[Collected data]
---*---

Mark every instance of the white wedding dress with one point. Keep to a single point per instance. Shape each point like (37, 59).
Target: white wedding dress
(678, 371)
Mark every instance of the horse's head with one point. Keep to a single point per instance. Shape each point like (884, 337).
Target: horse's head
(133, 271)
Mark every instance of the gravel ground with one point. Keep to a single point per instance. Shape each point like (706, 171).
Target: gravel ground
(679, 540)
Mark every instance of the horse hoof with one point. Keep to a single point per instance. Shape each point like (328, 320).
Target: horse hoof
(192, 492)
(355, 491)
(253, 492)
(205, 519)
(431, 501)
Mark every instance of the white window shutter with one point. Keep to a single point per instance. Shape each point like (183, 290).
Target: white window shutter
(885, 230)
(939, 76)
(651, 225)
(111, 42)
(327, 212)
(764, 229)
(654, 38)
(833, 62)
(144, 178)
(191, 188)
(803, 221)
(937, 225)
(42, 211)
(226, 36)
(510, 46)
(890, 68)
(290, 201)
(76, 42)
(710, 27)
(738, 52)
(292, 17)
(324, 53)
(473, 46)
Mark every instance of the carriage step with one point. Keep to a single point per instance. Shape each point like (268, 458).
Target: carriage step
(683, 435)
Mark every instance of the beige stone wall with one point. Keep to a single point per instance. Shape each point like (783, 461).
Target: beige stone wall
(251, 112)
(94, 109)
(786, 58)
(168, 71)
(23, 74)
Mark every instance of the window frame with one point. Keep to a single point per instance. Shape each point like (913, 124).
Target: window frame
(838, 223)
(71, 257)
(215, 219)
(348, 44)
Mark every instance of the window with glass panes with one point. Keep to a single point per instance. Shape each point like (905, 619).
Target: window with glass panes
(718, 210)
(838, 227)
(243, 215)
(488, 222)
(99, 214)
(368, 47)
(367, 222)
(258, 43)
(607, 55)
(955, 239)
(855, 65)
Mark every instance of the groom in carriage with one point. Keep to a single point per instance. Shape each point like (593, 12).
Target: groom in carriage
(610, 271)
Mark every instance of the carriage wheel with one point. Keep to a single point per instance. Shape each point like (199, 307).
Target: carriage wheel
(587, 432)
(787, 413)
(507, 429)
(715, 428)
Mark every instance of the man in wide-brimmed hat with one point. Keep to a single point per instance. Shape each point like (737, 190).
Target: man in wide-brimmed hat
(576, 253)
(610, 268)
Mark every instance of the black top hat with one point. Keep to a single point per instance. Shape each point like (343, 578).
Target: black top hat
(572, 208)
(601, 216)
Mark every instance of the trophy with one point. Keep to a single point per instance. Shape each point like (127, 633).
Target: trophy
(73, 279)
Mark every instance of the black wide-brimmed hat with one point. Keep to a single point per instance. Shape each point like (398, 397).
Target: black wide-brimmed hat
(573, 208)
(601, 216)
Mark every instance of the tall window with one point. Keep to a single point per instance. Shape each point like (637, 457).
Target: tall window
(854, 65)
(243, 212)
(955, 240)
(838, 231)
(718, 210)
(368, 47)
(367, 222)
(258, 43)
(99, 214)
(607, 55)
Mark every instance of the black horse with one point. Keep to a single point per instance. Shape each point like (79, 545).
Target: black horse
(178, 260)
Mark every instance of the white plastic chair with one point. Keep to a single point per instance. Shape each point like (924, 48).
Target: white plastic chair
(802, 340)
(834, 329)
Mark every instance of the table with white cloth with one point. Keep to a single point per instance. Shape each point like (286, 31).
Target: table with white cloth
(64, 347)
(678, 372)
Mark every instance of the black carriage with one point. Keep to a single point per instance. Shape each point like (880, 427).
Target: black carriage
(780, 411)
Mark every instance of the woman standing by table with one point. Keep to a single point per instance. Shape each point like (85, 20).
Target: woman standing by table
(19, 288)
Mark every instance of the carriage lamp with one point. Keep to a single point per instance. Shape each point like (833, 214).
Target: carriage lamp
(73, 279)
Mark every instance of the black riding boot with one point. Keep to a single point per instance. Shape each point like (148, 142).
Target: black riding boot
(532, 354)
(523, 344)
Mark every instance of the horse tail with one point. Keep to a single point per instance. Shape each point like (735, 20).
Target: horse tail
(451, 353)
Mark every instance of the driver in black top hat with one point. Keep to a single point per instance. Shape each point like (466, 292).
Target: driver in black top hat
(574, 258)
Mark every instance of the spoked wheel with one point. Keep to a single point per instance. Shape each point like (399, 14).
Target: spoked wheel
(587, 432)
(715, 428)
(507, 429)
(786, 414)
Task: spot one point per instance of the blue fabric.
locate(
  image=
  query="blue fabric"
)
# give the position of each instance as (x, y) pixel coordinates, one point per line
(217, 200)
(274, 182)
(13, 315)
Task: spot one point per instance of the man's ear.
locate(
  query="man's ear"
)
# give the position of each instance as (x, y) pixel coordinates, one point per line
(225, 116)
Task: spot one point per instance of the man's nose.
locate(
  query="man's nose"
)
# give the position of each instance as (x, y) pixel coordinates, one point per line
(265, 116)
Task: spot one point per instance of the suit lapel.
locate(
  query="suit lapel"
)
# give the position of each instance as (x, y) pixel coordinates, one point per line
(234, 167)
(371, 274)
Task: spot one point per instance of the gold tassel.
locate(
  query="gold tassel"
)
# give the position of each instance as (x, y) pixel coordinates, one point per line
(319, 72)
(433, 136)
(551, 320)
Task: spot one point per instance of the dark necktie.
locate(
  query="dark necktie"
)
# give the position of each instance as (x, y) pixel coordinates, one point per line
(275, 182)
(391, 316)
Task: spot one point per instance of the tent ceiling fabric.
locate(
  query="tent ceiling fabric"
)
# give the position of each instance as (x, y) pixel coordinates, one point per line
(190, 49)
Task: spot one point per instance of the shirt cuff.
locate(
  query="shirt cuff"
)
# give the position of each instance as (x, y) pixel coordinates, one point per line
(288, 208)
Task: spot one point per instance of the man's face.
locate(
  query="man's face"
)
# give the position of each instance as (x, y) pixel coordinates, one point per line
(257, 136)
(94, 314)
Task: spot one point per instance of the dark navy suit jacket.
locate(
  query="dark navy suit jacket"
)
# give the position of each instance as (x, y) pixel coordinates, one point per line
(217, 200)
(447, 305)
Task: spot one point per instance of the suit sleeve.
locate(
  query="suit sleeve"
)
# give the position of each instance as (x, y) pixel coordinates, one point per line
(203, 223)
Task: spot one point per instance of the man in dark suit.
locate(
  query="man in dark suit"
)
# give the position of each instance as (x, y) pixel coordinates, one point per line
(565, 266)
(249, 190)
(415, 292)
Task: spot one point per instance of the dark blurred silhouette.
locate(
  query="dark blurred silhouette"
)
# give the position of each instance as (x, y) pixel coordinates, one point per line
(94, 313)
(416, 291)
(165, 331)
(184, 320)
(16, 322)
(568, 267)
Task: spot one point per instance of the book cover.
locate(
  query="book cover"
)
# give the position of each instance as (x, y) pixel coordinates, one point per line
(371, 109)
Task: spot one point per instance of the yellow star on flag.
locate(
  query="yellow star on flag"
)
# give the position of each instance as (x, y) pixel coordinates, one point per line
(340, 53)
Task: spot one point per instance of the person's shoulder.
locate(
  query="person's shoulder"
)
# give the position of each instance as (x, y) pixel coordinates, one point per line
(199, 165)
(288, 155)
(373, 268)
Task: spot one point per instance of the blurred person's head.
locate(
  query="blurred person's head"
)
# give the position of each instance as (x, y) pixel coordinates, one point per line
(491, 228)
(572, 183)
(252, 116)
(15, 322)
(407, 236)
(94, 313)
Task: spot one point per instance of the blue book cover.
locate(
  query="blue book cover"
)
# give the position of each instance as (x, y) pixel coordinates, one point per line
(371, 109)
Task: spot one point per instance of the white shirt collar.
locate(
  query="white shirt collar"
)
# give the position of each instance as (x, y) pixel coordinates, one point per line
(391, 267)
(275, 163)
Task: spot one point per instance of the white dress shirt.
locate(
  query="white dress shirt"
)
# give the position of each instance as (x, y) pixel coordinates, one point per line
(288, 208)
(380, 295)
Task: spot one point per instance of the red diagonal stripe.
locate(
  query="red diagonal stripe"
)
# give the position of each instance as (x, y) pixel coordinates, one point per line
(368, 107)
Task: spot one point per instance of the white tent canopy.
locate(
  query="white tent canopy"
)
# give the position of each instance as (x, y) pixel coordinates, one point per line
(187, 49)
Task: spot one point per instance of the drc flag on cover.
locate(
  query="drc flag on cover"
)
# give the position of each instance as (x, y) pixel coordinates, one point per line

---*---

**WHAT THIS TASK INVOLVES:** From the entries, copy every line in which the string "necktie" can be found.

**COMPLETED TASK:**
Task: spot one point per instance of the dark necktie.
  query="dark necktie"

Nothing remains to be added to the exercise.